═══ Input for this task ═══

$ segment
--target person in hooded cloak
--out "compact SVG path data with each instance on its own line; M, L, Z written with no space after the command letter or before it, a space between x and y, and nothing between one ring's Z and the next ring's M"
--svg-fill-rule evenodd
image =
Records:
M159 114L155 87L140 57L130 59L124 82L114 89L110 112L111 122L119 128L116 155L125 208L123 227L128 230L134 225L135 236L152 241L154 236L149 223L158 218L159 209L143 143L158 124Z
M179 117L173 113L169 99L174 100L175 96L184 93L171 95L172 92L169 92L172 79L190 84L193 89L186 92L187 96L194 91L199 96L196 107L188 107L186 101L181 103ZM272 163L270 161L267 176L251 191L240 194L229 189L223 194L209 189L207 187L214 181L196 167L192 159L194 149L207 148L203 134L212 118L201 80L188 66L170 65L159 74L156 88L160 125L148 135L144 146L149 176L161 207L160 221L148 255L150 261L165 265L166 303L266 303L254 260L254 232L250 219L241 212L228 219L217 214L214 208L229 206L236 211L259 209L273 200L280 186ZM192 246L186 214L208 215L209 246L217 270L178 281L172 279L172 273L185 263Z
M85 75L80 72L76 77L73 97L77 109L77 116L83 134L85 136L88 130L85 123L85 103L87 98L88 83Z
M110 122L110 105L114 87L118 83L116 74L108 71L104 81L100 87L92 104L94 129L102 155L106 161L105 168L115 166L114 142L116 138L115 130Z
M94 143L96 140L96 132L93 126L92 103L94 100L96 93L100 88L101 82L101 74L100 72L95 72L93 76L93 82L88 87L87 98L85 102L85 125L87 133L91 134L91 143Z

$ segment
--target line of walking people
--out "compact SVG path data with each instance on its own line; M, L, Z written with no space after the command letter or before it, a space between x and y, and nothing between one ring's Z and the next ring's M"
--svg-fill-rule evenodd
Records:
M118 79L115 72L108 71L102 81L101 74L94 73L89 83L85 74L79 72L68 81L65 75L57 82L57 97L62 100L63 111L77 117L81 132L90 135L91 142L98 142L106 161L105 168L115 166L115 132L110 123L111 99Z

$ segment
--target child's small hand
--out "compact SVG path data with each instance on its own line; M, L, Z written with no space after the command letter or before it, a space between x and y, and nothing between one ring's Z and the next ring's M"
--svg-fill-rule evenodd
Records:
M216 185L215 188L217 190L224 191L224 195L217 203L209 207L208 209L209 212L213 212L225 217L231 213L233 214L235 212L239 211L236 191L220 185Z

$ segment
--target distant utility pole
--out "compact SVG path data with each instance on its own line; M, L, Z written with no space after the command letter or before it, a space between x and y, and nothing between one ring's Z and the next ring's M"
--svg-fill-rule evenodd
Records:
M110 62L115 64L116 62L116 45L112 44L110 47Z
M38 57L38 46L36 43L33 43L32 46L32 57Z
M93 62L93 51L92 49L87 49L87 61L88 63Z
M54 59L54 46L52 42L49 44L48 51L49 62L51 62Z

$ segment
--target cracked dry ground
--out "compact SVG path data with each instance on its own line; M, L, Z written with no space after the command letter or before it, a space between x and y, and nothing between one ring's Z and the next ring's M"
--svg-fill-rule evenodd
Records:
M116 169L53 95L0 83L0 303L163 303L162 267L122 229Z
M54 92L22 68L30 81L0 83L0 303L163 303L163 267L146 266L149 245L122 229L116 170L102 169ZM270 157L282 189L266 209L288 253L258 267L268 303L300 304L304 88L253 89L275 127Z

═══

### What you have to do:
Can you convert the entries, from the very first line through the line containing "M159 114L155 87L140", into a Markdown table with a Row column for the row number and a Line column for the text, leaving out blank lines?

### Answer in full:
| Row | Line |
|---|---|
| 1 | $ segment |
| 2 | --target person in hooded cloak |
| 3 | --out "compact SVG path data with each instance on its own line; M, L, Z written with no space after the command letter or before it, a space between x and y, and nothing between one ring's Z and the next ring's M" |
| 4 | --svg-fill-rule evenodd |
| 5 | image = |
| 6 | Records: |
| 7 | M159 114L155 87L140 57L130 59L124 82L114 89L110 112L111 122L119 128L116 155L125 208L123 227L128 230L134 225L135 236L152 241L154 236L149 223L158 218L159 209L143 143L158 124Z |